RECORD EXCERPTS -
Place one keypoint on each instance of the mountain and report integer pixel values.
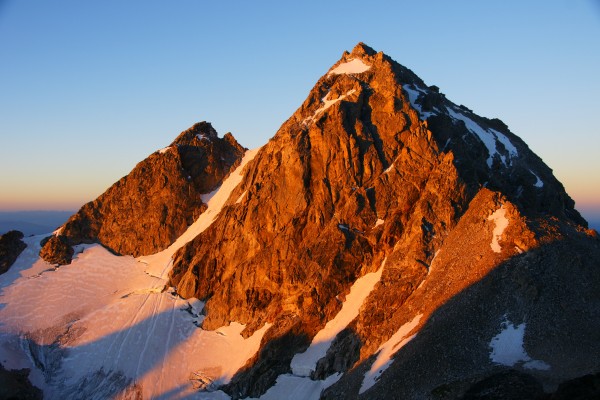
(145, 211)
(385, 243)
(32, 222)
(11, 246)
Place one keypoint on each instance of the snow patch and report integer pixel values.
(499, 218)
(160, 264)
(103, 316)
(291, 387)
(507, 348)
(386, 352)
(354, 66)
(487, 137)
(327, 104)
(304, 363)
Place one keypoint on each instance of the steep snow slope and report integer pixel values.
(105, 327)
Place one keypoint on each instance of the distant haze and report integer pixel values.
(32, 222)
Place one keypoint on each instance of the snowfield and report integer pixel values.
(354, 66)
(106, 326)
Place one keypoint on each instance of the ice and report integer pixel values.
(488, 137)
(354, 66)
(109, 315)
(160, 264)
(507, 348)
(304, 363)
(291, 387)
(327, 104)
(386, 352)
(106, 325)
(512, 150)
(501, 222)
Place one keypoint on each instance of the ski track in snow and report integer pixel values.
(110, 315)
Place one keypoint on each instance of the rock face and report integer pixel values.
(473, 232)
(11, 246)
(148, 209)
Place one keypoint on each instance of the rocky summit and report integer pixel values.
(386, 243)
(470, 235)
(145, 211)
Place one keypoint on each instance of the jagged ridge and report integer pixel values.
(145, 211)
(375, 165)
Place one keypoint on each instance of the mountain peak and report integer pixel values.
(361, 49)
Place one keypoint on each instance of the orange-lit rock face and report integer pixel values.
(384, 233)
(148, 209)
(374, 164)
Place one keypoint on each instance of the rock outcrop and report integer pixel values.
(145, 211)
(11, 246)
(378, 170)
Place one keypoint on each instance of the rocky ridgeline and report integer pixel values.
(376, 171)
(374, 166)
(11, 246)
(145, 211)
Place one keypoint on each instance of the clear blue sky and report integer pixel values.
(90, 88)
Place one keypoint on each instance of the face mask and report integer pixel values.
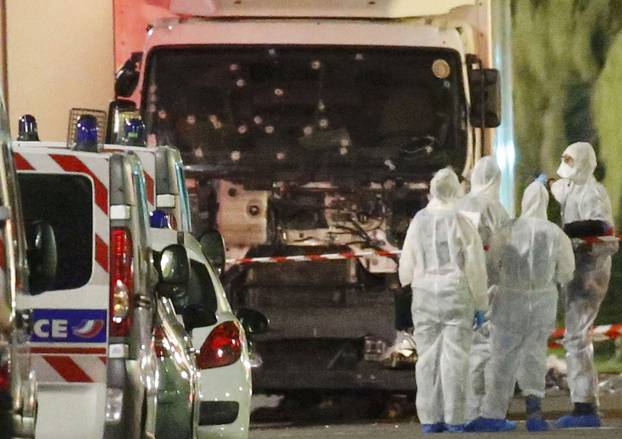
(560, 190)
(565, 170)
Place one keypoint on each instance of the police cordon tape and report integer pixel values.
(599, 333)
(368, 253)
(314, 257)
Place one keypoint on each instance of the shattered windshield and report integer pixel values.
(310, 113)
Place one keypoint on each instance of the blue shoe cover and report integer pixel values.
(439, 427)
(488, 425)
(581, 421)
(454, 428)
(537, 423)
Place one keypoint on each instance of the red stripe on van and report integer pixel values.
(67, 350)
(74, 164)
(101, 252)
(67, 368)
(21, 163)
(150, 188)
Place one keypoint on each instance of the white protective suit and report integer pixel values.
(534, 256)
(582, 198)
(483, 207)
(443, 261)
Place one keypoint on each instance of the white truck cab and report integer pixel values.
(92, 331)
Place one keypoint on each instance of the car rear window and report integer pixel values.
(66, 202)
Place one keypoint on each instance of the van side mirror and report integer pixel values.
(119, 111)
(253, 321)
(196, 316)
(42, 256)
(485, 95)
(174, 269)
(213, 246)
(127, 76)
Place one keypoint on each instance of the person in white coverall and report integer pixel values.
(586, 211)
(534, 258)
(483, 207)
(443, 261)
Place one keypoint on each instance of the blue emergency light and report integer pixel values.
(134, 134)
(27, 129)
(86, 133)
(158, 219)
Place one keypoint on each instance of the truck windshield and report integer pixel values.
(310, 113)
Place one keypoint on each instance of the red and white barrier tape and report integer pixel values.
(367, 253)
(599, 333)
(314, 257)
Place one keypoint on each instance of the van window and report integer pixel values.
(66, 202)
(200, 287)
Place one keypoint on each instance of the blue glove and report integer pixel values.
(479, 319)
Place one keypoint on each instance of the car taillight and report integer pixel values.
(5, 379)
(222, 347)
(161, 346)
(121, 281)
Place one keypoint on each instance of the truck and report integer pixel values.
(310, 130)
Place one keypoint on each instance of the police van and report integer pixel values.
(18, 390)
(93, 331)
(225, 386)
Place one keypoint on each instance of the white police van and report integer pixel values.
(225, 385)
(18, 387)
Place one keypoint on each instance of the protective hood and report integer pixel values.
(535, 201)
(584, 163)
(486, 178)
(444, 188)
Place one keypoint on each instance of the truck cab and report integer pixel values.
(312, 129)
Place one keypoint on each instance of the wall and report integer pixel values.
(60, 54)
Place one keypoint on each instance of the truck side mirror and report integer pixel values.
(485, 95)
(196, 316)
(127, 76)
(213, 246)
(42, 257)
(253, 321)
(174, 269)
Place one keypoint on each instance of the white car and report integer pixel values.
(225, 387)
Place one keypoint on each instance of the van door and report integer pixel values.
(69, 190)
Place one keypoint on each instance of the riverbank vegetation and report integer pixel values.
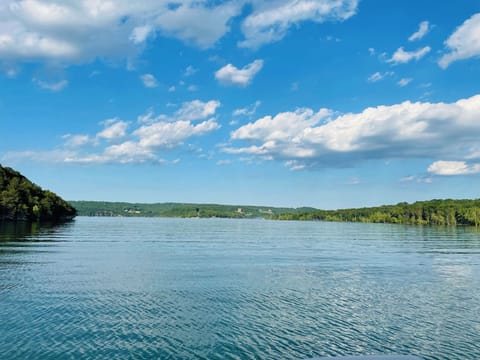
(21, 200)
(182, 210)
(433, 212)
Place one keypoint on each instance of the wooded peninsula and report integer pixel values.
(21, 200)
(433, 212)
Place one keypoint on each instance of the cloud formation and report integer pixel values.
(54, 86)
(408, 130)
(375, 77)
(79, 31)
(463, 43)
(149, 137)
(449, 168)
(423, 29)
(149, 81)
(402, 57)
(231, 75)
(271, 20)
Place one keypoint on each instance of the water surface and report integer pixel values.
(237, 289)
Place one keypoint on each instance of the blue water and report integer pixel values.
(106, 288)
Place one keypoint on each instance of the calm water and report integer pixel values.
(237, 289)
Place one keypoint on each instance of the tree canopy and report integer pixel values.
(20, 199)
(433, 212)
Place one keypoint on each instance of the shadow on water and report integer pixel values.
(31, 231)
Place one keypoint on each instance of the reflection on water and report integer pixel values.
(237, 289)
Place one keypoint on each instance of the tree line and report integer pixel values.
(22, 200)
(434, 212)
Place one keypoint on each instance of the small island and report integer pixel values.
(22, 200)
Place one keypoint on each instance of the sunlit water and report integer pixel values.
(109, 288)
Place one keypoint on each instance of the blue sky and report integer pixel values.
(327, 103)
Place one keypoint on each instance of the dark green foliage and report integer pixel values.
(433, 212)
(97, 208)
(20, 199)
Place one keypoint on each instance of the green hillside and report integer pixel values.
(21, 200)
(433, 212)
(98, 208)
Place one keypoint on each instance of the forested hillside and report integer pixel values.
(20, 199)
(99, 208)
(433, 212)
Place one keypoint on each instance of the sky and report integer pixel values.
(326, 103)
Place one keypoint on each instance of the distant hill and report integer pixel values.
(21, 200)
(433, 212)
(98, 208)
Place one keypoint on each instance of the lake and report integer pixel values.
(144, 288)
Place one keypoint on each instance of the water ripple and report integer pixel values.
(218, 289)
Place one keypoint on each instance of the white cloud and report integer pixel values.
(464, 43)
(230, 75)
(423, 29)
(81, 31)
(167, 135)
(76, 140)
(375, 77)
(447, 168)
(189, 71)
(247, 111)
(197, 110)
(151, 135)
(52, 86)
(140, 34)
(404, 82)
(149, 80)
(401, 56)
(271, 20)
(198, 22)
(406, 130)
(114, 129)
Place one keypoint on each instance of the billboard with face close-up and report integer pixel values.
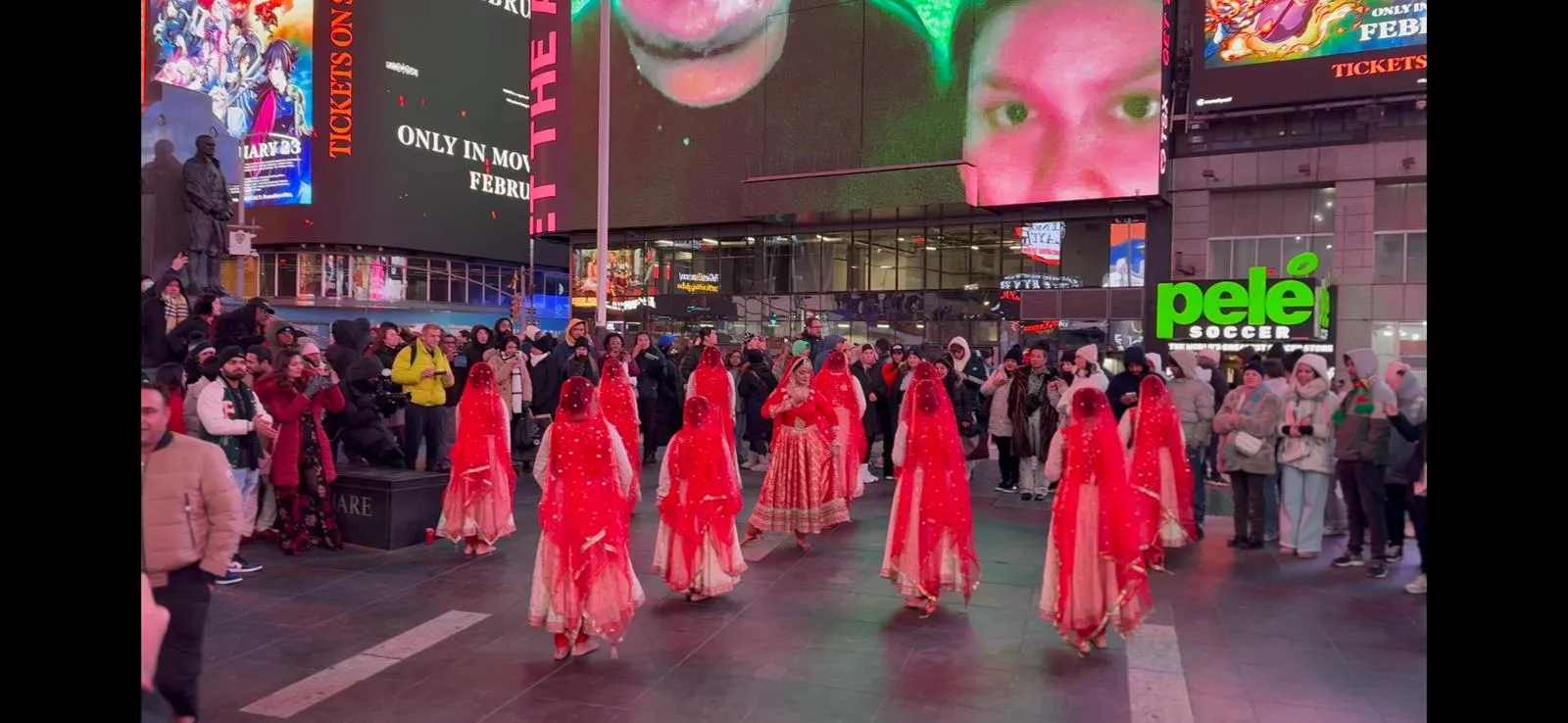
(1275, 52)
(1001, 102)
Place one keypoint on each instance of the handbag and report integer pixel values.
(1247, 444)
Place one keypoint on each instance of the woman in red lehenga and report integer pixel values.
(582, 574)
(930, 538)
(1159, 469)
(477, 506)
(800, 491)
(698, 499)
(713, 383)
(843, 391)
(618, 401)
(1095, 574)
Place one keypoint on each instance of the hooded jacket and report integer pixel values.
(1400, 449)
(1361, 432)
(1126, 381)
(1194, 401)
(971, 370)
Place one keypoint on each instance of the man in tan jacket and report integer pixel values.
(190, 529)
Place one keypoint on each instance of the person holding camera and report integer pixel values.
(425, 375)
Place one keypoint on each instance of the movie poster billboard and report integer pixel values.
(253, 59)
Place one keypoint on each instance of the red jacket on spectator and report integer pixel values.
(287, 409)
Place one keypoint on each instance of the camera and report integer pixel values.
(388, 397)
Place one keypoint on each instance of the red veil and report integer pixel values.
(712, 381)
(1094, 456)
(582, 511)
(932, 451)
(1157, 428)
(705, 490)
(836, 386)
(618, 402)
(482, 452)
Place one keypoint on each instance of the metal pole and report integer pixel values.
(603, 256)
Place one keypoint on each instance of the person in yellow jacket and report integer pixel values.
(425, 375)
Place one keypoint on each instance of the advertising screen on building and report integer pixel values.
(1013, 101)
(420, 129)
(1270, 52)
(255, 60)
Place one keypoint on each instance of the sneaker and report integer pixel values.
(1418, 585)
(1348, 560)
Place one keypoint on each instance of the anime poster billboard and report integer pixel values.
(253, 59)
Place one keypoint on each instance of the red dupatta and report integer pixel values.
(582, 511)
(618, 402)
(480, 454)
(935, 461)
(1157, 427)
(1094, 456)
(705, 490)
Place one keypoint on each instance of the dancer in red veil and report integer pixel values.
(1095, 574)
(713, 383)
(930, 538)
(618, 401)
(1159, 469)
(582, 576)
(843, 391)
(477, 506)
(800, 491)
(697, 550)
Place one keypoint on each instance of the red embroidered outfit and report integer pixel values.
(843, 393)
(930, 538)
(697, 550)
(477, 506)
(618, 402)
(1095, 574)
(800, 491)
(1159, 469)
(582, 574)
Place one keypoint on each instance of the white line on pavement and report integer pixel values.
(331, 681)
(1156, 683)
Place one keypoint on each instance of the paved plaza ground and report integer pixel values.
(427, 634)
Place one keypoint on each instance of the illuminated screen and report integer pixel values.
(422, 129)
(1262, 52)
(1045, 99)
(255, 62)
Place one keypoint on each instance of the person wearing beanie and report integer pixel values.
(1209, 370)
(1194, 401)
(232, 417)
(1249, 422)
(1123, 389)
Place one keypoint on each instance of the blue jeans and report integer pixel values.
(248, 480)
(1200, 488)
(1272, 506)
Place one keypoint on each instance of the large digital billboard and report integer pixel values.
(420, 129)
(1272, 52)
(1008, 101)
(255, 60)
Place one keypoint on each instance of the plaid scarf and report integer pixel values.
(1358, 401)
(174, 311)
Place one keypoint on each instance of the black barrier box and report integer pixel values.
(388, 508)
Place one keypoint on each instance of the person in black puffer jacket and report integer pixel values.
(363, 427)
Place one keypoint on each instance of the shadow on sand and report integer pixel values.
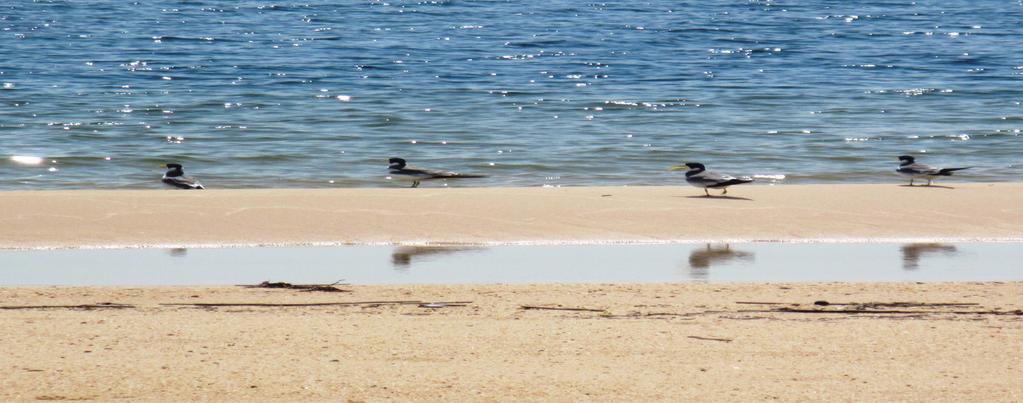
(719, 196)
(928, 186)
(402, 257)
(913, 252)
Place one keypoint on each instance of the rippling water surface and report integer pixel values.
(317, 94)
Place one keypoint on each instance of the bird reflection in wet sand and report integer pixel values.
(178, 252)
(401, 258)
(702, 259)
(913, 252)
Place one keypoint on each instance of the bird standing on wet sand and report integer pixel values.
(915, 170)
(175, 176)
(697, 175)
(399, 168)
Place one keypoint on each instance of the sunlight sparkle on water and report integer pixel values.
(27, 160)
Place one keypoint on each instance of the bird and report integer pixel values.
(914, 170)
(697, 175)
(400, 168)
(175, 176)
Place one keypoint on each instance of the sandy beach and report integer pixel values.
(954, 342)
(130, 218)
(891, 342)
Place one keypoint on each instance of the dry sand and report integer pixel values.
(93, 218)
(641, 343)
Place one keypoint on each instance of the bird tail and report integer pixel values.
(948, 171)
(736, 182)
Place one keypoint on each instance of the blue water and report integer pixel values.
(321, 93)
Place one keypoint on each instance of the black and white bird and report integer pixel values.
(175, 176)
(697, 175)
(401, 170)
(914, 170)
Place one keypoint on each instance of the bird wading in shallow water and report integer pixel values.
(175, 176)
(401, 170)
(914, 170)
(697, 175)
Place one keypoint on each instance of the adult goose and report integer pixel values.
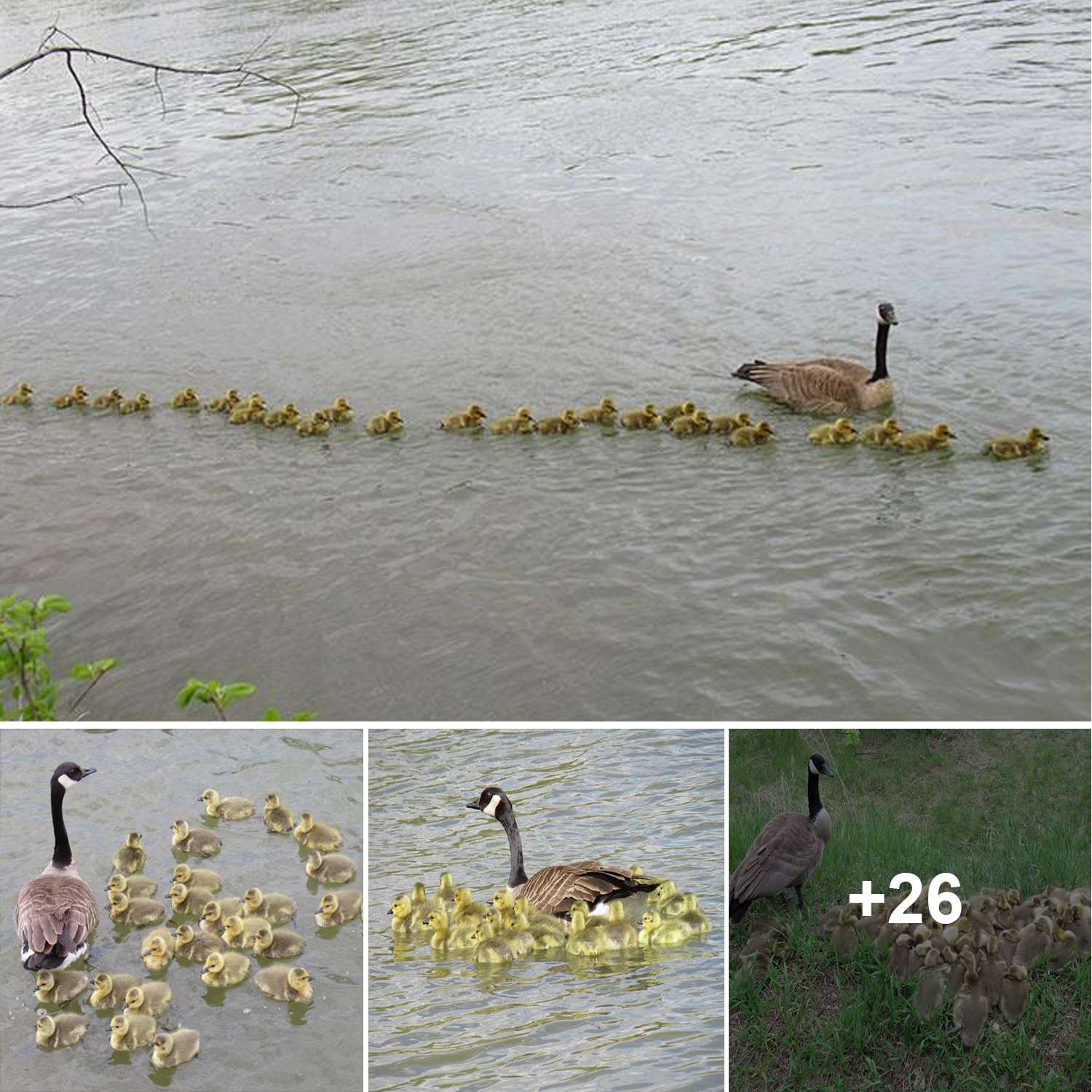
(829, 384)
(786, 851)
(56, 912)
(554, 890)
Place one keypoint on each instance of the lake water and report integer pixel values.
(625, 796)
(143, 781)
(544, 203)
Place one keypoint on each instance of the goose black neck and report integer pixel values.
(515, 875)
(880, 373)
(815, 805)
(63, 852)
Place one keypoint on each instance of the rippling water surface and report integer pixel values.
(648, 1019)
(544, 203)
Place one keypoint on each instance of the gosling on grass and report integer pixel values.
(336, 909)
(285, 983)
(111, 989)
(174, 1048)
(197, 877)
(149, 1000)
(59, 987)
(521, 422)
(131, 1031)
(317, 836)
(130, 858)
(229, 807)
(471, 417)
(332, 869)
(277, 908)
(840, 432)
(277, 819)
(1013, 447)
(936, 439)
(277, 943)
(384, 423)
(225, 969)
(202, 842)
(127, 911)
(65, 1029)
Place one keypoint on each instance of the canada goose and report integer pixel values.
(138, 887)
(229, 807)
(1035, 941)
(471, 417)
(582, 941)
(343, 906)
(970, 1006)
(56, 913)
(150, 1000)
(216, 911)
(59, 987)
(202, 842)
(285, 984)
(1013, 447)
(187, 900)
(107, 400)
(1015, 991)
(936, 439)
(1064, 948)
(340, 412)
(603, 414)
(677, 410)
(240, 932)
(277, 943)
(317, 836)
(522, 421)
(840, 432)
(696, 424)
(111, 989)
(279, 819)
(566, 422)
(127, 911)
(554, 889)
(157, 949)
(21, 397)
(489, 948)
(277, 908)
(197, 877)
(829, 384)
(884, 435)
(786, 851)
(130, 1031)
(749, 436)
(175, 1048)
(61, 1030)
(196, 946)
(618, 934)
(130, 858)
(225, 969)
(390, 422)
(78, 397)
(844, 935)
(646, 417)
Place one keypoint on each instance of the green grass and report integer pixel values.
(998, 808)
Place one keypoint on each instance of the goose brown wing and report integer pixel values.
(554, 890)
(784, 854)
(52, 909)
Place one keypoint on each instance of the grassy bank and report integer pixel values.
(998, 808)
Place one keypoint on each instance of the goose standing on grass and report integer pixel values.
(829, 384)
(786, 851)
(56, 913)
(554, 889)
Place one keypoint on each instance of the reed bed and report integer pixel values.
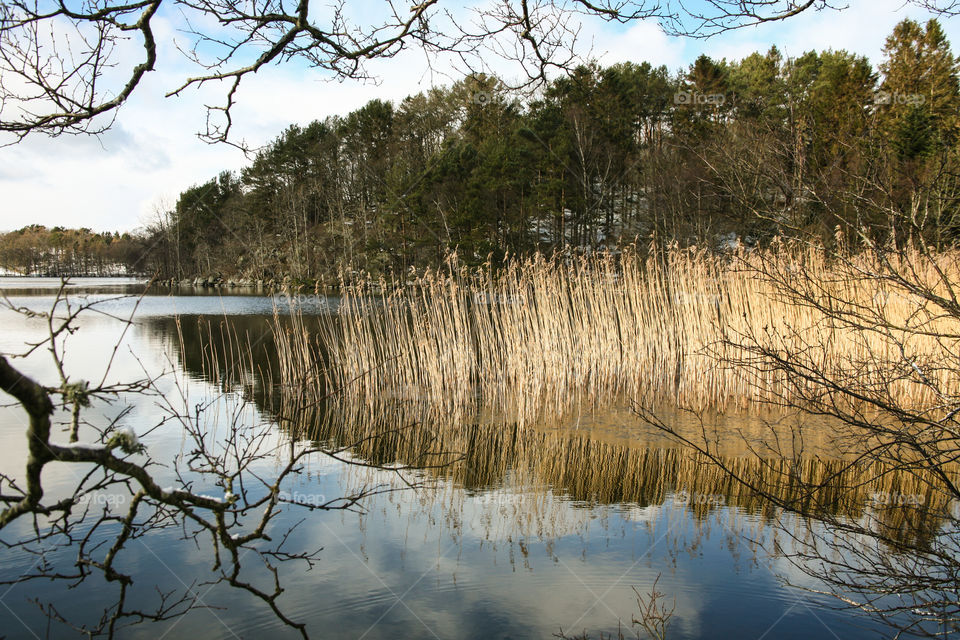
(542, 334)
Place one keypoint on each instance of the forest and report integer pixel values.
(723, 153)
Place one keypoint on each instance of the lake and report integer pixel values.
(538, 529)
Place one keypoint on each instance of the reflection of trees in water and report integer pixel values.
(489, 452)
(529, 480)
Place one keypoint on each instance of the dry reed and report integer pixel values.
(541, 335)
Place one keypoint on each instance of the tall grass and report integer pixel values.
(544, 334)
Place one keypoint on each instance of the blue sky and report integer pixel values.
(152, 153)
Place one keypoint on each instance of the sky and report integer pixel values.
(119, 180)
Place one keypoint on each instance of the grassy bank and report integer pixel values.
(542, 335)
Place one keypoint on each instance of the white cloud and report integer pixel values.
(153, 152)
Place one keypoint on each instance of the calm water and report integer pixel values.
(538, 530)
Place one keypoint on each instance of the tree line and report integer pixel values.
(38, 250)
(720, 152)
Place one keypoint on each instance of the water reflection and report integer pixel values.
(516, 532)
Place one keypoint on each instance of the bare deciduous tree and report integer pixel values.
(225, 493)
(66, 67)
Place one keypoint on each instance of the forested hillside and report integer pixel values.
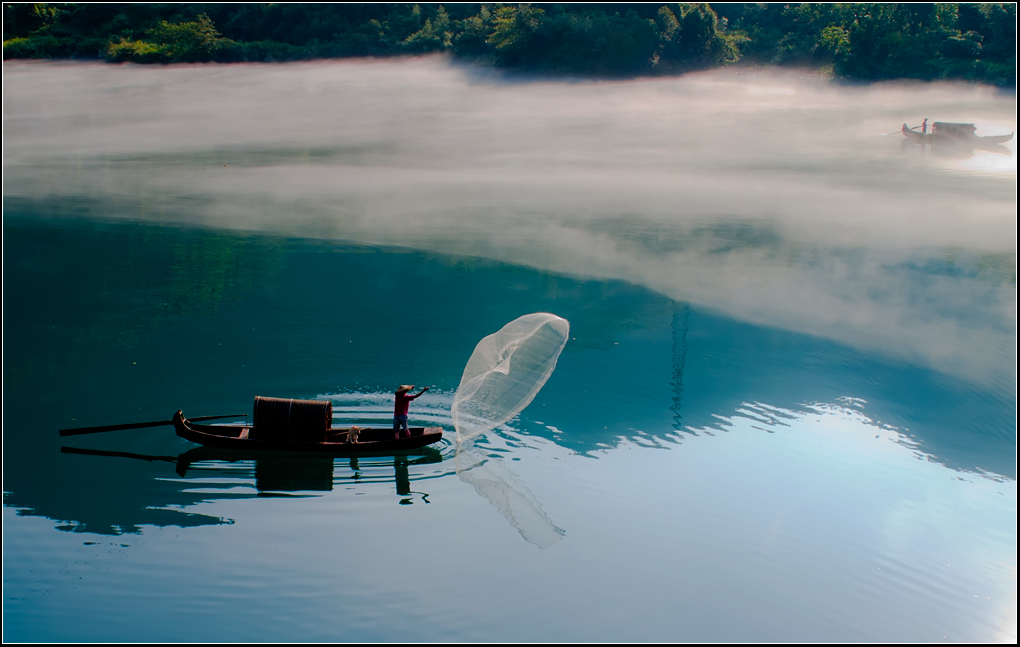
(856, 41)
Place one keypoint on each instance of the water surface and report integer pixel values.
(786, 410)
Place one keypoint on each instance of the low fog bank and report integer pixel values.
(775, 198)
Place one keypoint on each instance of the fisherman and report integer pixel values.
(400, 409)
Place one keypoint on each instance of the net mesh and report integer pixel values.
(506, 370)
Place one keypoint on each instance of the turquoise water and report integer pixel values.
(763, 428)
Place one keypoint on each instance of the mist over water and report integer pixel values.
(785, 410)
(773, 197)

WHAT IS NEEDED - Write out again, exactly, each line from the one containing "Place one keypoint on each instance of the tall" through the last line of the entries, and omit every picture.

COMPLETED EXERCISE -
Place one keypoint on each instance of the tall grass and report integer pixel values.
(544, 334)
Place one keypoint on each instance of the blue sky and report integer pixel values.
(152, 153)
Place one keypoint on each instance of the sky and report integer pixel values.
(119, 180)
Place one keypoint on each instance of the grassy bank and report integer pixel values.
(542, 335)
Place one keypoint on each instance of the white cloud and report integer pixel values.
(153, 152)
Place one keypoint on each instance of the calm water and report integer pixel values.
(538, 530)
Place one keypoint on each instance of the tree line and report integer pixel values.
(38, 250)
(720, 152)
Place one keypoint on each instance of the water reflection and report integer pixel values.
(516, 532)
Place one keypoint on each instance of the bare deciduous tree and report integer pixel values.
(225, 493)
(66, 67)
Place one keypoint on each instance of the forested hillside and report integer pixel values.
(856, 41)
Place one keypoint on each instance of the water surface and report integer pixel values.
(786, 410)
Place one keypoint on each instance of the low fog bank and report integer pixel values.
(775, 198)
Place one keypoint on each instance of the fisherman and report integer pixel values.
(400, 409)
Place one keypoint on each instance of the net mesh and report integer pixel values.
(506, 370)
Place one keypoint on each instance of the turquoise water and report integer pixel values.
(763, 428)
Place one keypoint on each instance of the mist over water and report integer pixel values.
(785, 410)
(773, 197)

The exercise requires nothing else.